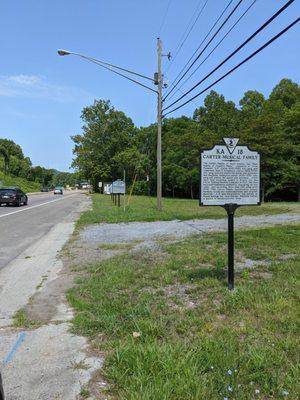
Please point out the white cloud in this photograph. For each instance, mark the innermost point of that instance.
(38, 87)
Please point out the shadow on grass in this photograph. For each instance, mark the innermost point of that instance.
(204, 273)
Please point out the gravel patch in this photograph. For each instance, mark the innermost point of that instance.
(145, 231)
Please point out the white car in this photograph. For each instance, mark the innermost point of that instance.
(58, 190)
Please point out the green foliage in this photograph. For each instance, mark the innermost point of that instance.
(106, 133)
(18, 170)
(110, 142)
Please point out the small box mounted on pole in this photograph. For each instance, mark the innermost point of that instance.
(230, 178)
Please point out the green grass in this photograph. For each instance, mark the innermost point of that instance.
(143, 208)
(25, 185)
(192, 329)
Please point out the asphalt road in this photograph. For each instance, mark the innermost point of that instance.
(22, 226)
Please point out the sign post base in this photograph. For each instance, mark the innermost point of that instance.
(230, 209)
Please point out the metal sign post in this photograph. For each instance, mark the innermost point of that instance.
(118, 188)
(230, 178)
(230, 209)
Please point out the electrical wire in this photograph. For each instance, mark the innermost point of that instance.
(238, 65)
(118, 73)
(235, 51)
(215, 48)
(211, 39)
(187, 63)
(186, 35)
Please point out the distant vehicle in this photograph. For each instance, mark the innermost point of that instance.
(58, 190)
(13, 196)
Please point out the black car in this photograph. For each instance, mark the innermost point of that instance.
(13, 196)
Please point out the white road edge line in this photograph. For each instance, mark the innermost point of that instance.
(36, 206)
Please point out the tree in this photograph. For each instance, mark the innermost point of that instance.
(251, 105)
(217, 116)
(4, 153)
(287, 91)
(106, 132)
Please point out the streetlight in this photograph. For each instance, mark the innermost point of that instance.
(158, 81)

================

Give again, word for word, every line from the one holding "Please point out the black" to the end of the data.

Please point out the black car in this photograph. For each instance, mark the innermost point of that instance.
(13, 196)
Please point out the white road edge line in this photograph. For each instance, mark the innermost point of that instance.
(36, 206)
Please point out the tree in this photograph. For each instance, mark the innermost point of that instance.
(251, 105)
(217, 116)
(4, 153)
(287, 91)
(106, 132)
Please point out the streetlight in this photograph. For each instance, mark the innermost point of that instance.
(158, 81)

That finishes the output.